What the task requires:
Needed from the data below: every line from the one with "Confirm every instance of the hot" up to and including the one with "Confirm every instance of the cloud", repeated exactly and with nothing else.
Top of Data for review
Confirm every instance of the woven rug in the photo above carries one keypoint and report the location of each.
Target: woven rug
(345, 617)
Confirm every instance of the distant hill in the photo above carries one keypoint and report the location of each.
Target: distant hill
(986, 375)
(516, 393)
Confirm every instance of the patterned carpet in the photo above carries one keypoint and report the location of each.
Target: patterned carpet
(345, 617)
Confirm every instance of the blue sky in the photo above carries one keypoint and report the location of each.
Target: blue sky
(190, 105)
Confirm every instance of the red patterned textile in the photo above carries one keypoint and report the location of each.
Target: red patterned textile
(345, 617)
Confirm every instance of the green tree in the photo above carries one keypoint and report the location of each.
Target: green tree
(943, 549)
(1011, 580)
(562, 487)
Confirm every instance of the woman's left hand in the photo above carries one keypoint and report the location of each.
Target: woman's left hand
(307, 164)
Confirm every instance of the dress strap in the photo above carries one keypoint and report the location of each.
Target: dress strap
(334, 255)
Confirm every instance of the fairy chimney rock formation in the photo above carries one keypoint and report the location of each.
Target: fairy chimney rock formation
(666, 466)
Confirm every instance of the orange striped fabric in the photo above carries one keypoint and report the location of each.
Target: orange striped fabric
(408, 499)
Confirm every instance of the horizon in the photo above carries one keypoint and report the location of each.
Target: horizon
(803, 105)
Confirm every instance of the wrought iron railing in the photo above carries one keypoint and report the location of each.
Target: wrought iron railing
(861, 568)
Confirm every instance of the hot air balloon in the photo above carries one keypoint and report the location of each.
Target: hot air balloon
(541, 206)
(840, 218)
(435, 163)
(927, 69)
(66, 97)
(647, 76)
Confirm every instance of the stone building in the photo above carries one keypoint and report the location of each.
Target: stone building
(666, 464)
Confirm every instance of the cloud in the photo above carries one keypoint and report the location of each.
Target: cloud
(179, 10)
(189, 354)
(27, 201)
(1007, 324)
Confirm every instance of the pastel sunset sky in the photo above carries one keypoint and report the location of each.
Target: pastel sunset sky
Bottom of Data for review
Task answer:
Confirm every instance of the hot air balloon in the photo above carries one keypoint and report the location of each.
Target: hot air balloon
(541, 206)
(840, 218)
(435, 163)
(927, 69)
(66, 97)
(647, 76)
Confirm every instance of the stone building in the photo above carries one keypoint and report the location of each.
Target: stone building
(666, 464)
Confirm every instance of the cloud in the photo above carries one keypoint and report the location of each.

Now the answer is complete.